> **EXERCISE PROMPT**: Copy all of the rows below word for word, reproducing every line without change.

Excerpts from a dataset on object pointing
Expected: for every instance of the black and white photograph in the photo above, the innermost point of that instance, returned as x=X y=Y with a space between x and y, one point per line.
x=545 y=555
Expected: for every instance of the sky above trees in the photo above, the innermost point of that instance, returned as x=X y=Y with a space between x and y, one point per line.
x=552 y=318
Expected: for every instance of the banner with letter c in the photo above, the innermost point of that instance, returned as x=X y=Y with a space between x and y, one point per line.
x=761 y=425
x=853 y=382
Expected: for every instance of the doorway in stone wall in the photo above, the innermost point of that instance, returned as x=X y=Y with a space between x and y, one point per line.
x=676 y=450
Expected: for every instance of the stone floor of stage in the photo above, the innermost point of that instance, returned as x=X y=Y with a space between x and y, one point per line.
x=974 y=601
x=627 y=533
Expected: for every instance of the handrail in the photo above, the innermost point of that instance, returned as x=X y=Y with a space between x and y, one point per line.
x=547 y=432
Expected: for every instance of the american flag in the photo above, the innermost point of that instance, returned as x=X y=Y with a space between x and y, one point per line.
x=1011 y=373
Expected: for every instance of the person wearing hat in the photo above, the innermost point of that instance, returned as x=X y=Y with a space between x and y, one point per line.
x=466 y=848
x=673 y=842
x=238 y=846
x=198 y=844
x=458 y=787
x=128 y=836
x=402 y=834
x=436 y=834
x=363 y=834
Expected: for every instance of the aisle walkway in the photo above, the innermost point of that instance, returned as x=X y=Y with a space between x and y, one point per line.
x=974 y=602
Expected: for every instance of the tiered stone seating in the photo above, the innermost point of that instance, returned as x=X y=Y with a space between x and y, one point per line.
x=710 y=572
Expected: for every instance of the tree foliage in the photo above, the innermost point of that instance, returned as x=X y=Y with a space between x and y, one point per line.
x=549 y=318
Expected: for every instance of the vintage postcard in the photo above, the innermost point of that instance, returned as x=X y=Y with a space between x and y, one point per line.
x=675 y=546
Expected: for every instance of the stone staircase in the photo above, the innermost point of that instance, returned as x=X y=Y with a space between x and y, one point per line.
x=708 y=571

> **SOLUTION BELOW**:
Expected: for every instance of the black and white photograph in the photo above, the innermost point of that instance, returned as x=X y=Y with a space between x and y, one point per line.
x=545 y=555
Expected: for every instance of the sky above trees in the photo above, the innermost point of that instance, returned as x=X y=Y with a space between x and y, one point per line.
x=552 y=318
Expected: for every instance of the banner with letter c in the photo above, the innermost point of that instance, returned as x=X y=Y with a space between x and y, one point per line.
x=761 y=425
x=853 y=382
Expected: for every instance of the doorway in stone wall in the photo above, the innermost point of that instance, returned as x=X y=Y with a space between x and y, one point per line.
x=676 y=450
Expected: for every instance of the stone floor of stage in the photo above, the innermost point of that instance, returned as x=X y=Y with a space between x and y, one point per line.
x=974 y=601
x=627 y=533
Expected: for every instance of the handrail in the photo above, the innermost point of that instance, returned as x=X y=Y with a space between x and y, one point per line.
x=547 y=432
Expected: for every instance of the american flag in the photo above, the innermost point of that instance, returned as x=X y=Y with a space between x and y, one point per line.
x=1011 y=373
Expected: for every instance of the person wearing hat in the photo above, the innermost point of that instance, returned as x=X y=Y with a space between x and y, one point per line.
x=466 y=848
x=673 y=842
x=238 y=846
x=198 y=844
x=458 y=787
x=128 y=836
x=402 y=834
x=436 y=834
x=363 y=834
Expected: for every instance of the aisle walkway in the photo above, the innermost point of that instance, returned as x=X y=Y with a space between x and y, one point per line.
x=974 y=602
Expected: for every instance of the tiered stone seating in the photo above, the innermost point of that instance, returned as x=X y=Y with a space between x and y, one point per line.
x=710 y=572
Expected: for every instance of the tree foliage in the photo above, the innermost point of that instance, returned as x=X y=Y with a space between x and y, one point per line.
x=549 y=318
Expected: for every instance of the vintage postcard in the photo above, the innermost point of that instance, returned as x=X y=Y with a space between x and y, one point per line.
x=675 y=546
Expected: for every instance of the stone staircase in the photo above, the innermost point of that instance, returned as x=X y=Y with a space between x and y, one point per line.
x=708 y=571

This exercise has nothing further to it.